▸ **文档**
>>>>>
Best Time to Buy and Sell Stock III leetcode

Say you have an array for which the ith element is the price of a given stock on day i.

Design an algorithm to find the maximum profit. You may complete at most two transactions.

Note:
You may not engage in multiple transactions at the same time (ie, you must sell the stock before you buy again).

可以做两次交易, 所以划分两个区间left 长度为0 ~ i, right 长度为 i ~ len-1

left[i] 表示在i点之前买进并卖出能获得的最大利润 

维护一个最小值min, 每次递归的profit最大值为max[A[i] - min, profit]

right[i]表示i点之后买进 最终之前卖出的最大利润

维护一个最大值max 每次递归profit最大值为max[profit, max - A[i]]

所以利润为profit[i] = left[i] + right[i]

最终的最大利润就是Max(profit[i])
时间O(n)空间O(n)

public class Solution {
    public int maxProfit(int[] prices) {
        if (prices.length == 0 || prices == null) {
            return 0;
        }
        int len = prices.length;
        int[] left = new int[len];
        int[] right = new int[len];
        left[0] = 0;
        int min = prices[0];
        for (int i = 1; i < len; i++) {
            min = Math.min(min, prices[i]);
            left[i] = Math.max(left[i-1], prices[i] - min);
        }
        right[len - 1] = 0;
        int max = prices[len - 1];
        for (int j = len - 2; j >= 0; j--) {
            max = Math.max(max,prices[j] );
            right[j] = Math.max(right[j + 1],max -prices[j]);
        }
        int profit = 0;
        for (int k = 0; k < len; k++) {
            profit = Math.max(profit, left[k] + right[k]);
        }
        return profit;
    }
}
<<<<<
▸ **数据摘录**
>>>>>
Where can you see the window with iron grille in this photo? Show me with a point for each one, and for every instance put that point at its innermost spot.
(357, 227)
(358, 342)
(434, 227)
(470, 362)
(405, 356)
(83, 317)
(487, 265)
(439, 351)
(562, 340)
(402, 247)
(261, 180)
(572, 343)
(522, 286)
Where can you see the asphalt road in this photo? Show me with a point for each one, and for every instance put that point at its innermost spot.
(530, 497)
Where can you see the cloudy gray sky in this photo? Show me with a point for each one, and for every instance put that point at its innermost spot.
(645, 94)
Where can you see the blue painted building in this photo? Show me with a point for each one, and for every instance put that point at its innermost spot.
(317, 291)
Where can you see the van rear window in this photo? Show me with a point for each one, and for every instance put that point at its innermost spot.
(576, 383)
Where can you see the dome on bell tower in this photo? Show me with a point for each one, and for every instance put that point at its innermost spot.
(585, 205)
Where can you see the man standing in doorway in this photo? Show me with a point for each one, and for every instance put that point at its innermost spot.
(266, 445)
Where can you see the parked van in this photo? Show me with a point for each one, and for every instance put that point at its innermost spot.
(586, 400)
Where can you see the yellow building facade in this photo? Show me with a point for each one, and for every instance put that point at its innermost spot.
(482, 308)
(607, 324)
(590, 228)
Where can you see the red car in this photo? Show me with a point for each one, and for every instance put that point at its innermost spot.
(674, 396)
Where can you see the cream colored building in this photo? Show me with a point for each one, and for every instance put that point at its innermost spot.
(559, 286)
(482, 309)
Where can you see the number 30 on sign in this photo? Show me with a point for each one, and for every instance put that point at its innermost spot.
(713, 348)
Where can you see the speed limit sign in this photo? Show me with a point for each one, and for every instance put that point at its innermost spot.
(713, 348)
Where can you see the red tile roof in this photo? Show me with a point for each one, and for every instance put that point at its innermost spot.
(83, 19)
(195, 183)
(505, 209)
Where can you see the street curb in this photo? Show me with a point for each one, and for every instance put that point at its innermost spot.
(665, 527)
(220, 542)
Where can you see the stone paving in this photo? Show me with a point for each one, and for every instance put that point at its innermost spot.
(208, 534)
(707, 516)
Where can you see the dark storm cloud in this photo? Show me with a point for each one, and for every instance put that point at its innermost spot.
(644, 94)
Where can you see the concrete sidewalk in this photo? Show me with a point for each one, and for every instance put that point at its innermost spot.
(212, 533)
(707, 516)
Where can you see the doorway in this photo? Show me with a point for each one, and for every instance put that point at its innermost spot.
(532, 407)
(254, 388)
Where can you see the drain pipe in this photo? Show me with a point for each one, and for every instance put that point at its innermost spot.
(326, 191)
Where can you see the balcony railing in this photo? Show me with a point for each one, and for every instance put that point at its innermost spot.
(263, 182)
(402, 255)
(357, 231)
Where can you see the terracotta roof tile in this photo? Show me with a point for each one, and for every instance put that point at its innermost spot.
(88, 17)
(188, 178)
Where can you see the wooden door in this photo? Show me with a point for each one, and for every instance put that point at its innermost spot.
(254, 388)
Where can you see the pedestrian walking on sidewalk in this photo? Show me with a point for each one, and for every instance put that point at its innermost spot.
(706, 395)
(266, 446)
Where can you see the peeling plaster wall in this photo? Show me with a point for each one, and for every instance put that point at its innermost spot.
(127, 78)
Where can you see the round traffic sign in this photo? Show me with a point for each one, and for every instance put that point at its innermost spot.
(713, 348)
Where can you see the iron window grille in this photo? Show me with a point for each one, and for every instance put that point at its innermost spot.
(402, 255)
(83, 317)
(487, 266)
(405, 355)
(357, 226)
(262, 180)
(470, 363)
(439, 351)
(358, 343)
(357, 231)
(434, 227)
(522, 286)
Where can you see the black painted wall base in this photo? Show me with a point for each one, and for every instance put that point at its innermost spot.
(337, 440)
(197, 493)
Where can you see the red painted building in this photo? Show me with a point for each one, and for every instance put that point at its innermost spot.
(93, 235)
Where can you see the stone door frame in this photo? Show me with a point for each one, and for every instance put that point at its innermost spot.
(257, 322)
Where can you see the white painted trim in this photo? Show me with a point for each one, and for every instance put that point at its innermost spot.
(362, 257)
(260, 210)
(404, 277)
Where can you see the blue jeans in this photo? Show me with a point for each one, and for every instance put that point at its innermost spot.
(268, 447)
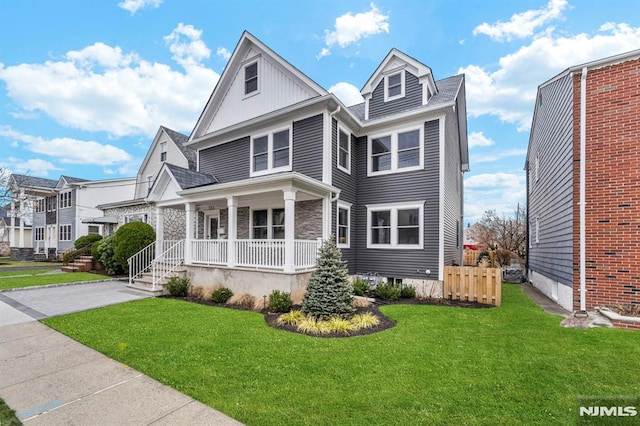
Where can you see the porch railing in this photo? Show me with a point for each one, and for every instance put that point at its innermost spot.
(209, 252)
(167, 262)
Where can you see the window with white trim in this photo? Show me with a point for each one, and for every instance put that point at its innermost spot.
(267, 224)
(395, 226)
(65, 199)
(271, 153)
(64, 233)
(396, 152)
(394, 86)
(344, 151)
(163, 151)
(251, 78)
(343, 225)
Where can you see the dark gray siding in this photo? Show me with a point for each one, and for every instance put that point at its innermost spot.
(412, 98)
(397, 188)
(347, 184)
(307, 146)
(67, 216)
(551, 196)
(452, 208)
(228, 162)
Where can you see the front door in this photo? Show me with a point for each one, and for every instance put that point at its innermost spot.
(212, 223)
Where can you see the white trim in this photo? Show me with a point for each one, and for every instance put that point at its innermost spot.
(344, 130)
(441, 167)
(392, 73)
(393, 134)
(344, 206)
(247, 63)
(269, 134)
(393, 208)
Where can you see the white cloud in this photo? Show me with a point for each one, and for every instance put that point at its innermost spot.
(102, 88)
(347, 93)
(510, 91)
(134, 5)
(350, 28)
(32, 167)
(69, 151)
(223, 53)
(522, 24)
(493, 191)
(479, 139)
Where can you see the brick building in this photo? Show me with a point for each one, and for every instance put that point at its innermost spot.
(583, 185)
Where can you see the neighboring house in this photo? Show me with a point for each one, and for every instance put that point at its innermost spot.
(168, 147)
(583, 185)
(60, 206)
(283, 164)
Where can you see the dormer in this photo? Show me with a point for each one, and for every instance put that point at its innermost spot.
(398, 84)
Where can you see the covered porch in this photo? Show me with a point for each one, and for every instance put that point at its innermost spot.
(271, 224)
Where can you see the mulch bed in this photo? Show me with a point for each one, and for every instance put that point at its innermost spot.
(385, 322)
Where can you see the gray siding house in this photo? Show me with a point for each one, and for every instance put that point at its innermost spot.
(290, 165)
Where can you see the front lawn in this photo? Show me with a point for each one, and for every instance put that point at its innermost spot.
(439, 365)
(37, 280)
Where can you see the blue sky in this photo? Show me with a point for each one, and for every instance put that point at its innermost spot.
(84, 85)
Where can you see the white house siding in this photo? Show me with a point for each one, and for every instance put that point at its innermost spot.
(550, 197)
(276, 89)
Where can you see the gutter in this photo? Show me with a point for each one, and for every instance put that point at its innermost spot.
(583, 172)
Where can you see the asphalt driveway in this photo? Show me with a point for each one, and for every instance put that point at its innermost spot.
(50, 379)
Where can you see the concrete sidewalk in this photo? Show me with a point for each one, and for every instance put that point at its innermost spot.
(50, 379)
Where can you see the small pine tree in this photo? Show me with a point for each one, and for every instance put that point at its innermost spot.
(329, 292)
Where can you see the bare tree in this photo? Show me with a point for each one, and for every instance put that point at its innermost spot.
(502, 232)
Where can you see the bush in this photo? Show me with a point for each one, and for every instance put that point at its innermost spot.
(243, 301)
(361, 287)
(221, 295)
(280, 301)
(329, 292)
(387, 291)
(104, 254)
(407, 292)
(129, 239)
(86, 240)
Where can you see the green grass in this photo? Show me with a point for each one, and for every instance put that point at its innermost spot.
(439, 365)
(37, 280)
(7, 415)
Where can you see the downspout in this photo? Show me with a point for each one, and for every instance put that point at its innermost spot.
(583, 172)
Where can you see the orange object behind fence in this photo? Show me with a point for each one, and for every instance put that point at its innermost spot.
(482, 285)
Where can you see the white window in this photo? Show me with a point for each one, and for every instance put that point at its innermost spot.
(396, 152)
(64, 233)
(343, 225)
(251, 78)
(394, 86)
(267, 224)
(344, 151)
(397, 226)
(163, 151)
(271, 152)
(65, 200)
(136, 217)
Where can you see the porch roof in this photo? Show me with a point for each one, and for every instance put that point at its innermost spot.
(279, 181)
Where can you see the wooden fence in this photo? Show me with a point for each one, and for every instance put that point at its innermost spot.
(482, 285)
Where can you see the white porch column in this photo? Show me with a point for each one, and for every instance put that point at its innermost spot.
(22, 214)
(12, 224)
(190, 209)
(159, 230)
(289, 229)
(232, 230)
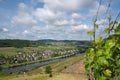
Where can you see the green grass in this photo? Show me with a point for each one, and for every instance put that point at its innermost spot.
(11, 51)
(39, 73)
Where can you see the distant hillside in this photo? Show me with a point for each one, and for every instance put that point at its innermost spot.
(16, 43)
(27, 43)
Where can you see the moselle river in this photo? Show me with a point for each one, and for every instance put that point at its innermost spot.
(28, 67)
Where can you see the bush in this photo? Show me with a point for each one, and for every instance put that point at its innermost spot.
(48, 69)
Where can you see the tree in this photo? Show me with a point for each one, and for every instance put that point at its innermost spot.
(48, 70)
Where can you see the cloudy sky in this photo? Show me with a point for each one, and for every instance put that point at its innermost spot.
(53, 19)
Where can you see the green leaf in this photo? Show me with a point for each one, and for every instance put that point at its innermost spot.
(107, 73)
(117, 30)
(107, 29)
(96, 26)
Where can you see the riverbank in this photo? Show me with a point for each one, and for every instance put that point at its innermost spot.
(57, 68)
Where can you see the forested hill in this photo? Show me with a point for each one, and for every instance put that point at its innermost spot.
(27, 43)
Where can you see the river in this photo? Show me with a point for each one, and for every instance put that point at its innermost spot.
(28, 67)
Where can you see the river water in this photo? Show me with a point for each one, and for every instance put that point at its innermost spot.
(28, 67)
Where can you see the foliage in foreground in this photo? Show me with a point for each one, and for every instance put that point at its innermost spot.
(103, 61)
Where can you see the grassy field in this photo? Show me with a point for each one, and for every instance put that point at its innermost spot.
(57, 68)
(11, 51)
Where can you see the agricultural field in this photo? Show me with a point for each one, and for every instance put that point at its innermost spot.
(67, 70)
(11, 56)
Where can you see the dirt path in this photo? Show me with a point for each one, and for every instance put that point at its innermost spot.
(73, 72)
(77, 68)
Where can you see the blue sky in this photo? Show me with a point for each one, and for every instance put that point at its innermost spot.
(53, 19)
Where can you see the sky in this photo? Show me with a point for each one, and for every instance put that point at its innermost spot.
(54, 19)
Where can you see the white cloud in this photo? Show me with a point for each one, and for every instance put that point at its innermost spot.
(66, 5)
(94, 9)
(4, 30)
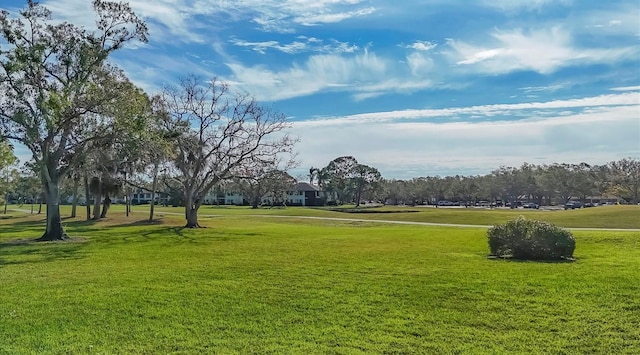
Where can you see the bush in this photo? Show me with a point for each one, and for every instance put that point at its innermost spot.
(531, 240)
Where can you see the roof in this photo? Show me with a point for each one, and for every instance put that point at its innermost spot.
(305, 186)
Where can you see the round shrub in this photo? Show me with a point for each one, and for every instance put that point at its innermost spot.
(531, 240)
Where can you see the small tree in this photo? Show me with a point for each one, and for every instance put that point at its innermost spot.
(220, 133)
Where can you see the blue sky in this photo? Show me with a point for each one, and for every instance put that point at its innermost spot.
(414, 87)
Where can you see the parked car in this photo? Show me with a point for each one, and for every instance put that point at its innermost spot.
(572, 205)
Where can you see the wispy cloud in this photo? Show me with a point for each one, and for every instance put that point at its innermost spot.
(631, 99)
(304, 45)
(409, 149)
(543, 51)
(520, 5)
(626, 88)
(365, 75)
(420, 45)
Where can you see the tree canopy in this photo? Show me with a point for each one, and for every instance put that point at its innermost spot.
(59, 94)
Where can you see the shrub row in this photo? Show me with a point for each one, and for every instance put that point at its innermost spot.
(531, 240)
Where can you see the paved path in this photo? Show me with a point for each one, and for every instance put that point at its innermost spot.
(371, 221)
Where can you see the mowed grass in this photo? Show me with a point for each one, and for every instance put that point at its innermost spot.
(623, 217)
(263, 285)
(613, 217)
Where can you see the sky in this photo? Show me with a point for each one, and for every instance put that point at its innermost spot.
(413, 87)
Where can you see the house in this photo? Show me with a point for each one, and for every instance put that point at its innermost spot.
(303, 194)
(306, 194)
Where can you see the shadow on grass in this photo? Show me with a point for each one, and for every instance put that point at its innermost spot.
(27, 251)
(543, 261)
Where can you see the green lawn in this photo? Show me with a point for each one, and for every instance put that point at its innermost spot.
(597, 217)
(286, 285)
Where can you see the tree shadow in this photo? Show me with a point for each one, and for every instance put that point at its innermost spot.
(28, 251)
(540, 261)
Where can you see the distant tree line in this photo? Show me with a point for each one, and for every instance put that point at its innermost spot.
(542, 184)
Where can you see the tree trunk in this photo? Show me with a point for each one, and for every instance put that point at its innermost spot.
(74, 203)
(54, 230)
(97, 196)
(154, 186)
(126, 197)
(192, 217)
(191, 210)
(105, 205)
(87, 193)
<<<<<
▸ **任务要求 1**
将股票买卖算法文档中的这句话译成中文："You may not engage in multiple transactions at the same time (ie, you must sell the stock before you buy again)."
▸ **任务要求 2**
股票买卖算法文档给出的这一解法的时间复杂度和空间复杂度分别是多少？
这些记录在此不起任何作用。

▸ **最终答案 1**
你不能同时进行多笔交易（即，你必须先卖出股票，才能再次买入）。

▸ **最终答案 2**
时间复杂度为O(n)，空间复杂度为O(n)。